- Opening Delimiter -

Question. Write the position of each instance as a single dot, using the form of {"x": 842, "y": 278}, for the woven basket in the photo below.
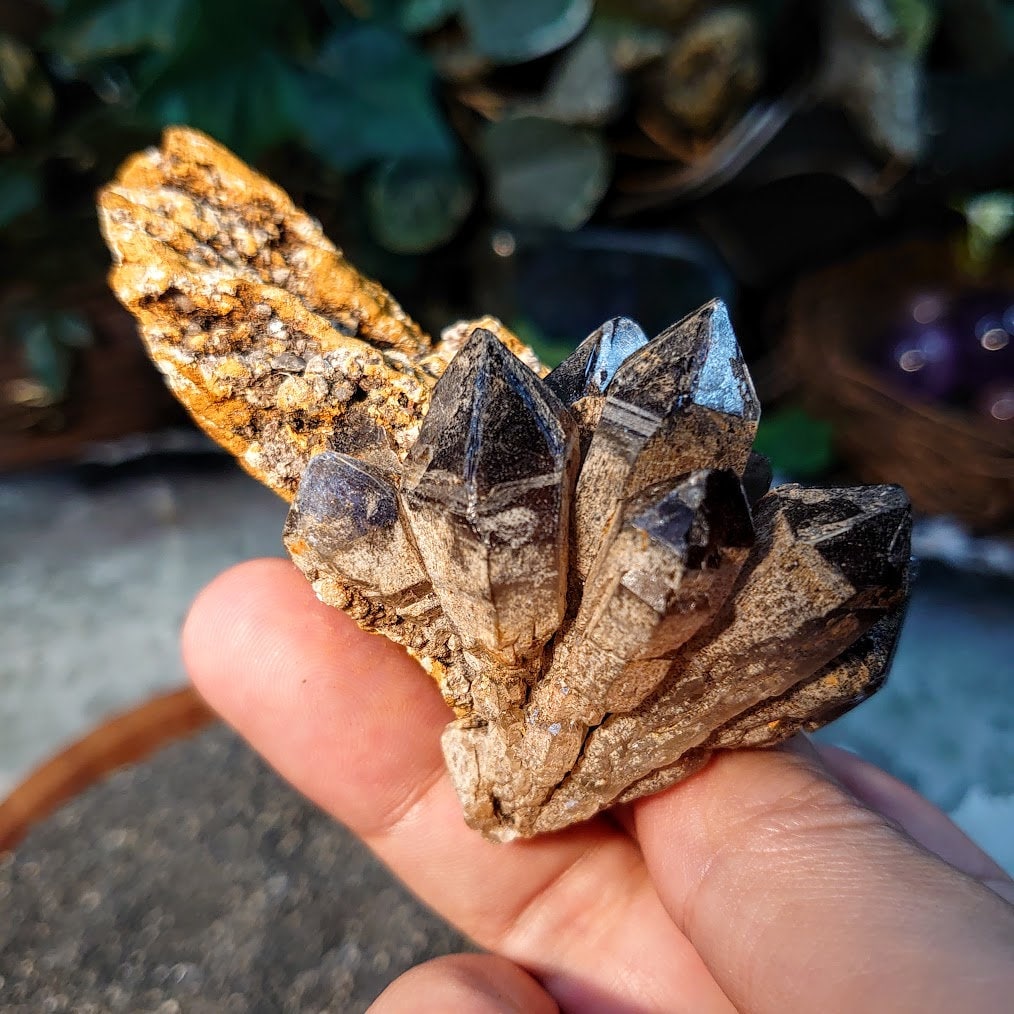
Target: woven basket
{"x": 949, "y": 461}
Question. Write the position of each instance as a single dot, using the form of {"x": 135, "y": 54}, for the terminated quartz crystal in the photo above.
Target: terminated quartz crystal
{"x": 590, "y": 566}
{"x": 682, "y": 402}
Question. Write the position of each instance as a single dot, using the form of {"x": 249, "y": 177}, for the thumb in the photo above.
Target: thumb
{"x": 799, "y": 897}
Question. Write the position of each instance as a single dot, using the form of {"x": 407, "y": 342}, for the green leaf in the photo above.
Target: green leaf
{"x": 585, "y": 86}
{"x": 412, "y": 16}
{"x": 369, "y": 97}
{"x": 544, "y": 172}
{"x": 551, "y": 351}
{"x": 48, "y": 360}
{"x": 26, "y": 99}
{"x": 991, "y": 221}
{"x": 797, "y": 444}
{"x": 20, "y": 192}
{"x": 515, "y": 30}
{"x": 415, "y": 205}
{"x": 71, "y": 330}
{"x": 917, "y": 20}
{"x": 121, "y": 27}
{"x": 248, "y": 103}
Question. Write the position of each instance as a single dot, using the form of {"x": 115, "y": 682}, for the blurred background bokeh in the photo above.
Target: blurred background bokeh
{"x": 841, "y": 171}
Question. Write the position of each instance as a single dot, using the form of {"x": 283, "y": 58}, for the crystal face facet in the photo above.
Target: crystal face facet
{"x": 590, "y": 566}
{"x": 682, "y": 402}
{"x": 488, "y": 491}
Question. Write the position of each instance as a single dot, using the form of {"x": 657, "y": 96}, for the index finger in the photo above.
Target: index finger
{"x": 354, "y": 723}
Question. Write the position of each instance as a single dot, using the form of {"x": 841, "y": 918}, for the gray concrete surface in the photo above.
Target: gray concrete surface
{"x": 95, "y": 579}
{"x": 199, "y": 882}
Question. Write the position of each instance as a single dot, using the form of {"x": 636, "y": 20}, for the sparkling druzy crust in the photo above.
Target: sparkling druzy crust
{"x": 589, "y": 563}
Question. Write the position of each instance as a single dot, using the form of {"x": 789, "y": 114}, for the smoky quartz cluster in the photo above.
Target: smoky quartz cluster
{"x": 594, "y": 571}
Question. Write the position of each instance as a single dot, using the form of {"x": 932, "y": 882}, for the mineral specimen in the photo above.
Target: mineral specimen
{"x": 588, "y": 563}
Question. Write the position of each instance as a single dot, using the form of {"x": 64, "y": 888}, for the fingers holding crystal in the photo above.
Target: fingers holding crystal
{"x": 570, "y": 558}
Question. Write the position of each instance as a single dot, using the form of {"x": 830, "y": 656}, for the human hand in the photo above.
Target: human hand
{"x": 791, "y": 879}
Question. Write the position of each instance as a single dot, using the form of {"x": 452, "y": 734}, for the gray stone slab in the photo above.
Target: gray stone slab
{"x": 199, "y": 881}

- Closing Delimiter -

What you return must match the entries above exactly, apart from the pictures, which are left out.

Question. Write the position of each instance as a single dot, using the form of {"x": 842, "y": 278}, for the woven basket in the photo below.
Target: woven basket
{"x": 949, "y": 461}
Question. Write the position of each instance as a single dot, using the form of {"x": 135, "y": 54}, for the terminated quartz crystal in the photo above.
Target: terminated quartz crystal
{"x": 590, "y": 566}
{"x": 682, "y": 402}
Question. Write the position of each instance as a single dot, using the form of {"x": 249, "y": 177}, for the thumb in the photo above.
Target: thumb
{"x": 799, "y": 897}
Question. Write the position of each instance as a single dot, using the form of {"x": 407, "y": 342}, for the green leaf in the photo above.
Target: green leaf
{"x": 585, "y": 86}
{"x": 412, "y": 16}
{"x": 369, "y": 97}
{"x": 544, "y": 172}
{"x": 551, "y": 351}
{"x": 48, "y": 360}
{"x": 26, "y": 99}
{"x": 991, "y": 221}
{"x": 797, "y": 444}
{"x": 20, "y": 192}
{"x": 515, "y": 30}
{"x": 415, "y": 205}
{"x": 71, "y": 330}
{"x": 917, "y": 20}
{"x": 121, "y": 27}
{"x": 248, "y": 103}
Question. Write the position of each instance as a single dot, using the form of {"x": 115, "y": 682}, for the blurred background bokeh in the photo above.
Target: blurred background bokeh
{"x": 841, "y": 171}
Question. Write the position of each instance as a single dot, using the form of {"x": 283, "y": 58}, for the crystal face facet in the photo above.
Target: crystal face facet
{"x": 590, "y": 566}
{"x": 682, "y": 402}
{"x": 488, "y": 491}
Question. Write the position of each instance as a single dot, using the form of {"x": 657, "y": 96}, for the index finger in the photo above.
Target: index finger
{"x": 354, "y": 723}
Question. Write the position of each instance as a single dot, using the form of {"x": 841, "y": 918}, for the gray concrete surface in the photo above.
Target: gray concrete surface
{"x": 95, "y": 579}
{"x": 199, "y": 882}
Question. Write the position of each instance as a single dot, using the form of {"x": 636, "y": 20}, for the sparkling druzy crust in the photo above.
Target: sparkling druzy crust
{"x": 589, "y": 563}
Question. Write the position of each instance as a single dot, using the form of {"x": 789, "y": 114}, for the smoky quartz cluster in the photo above.
Target: smoky quartz cluster
{"x": 594, "y": 571}
Question. Write the position of each instance as a single dot, using the form of {"x": 932, "y": 882}, for the mineral specimen in the photo above.
Target: mineral specimen
{"x": 588, "y": 563}
Question. Write the position of each instance as a single dot, using the form of {"x": 64, "y": 888}, for the fingers holding crystal in the photo above.
Target: fingers holding crystal
{"x": 570, "y": 558}
Question. Write the position of each instance as a single dot, using the form of {"x": 830, "y": 656}, for the human hand in the photo above.
Target: human hand
{"x": 791, "y": 879}
Question. Write the position of each instance as a single dot, using the form of {"x": 452, "y": 734}, for the gray stone slab in the photo above.
Target: gray stone slab
{"x": 199, "y": 881}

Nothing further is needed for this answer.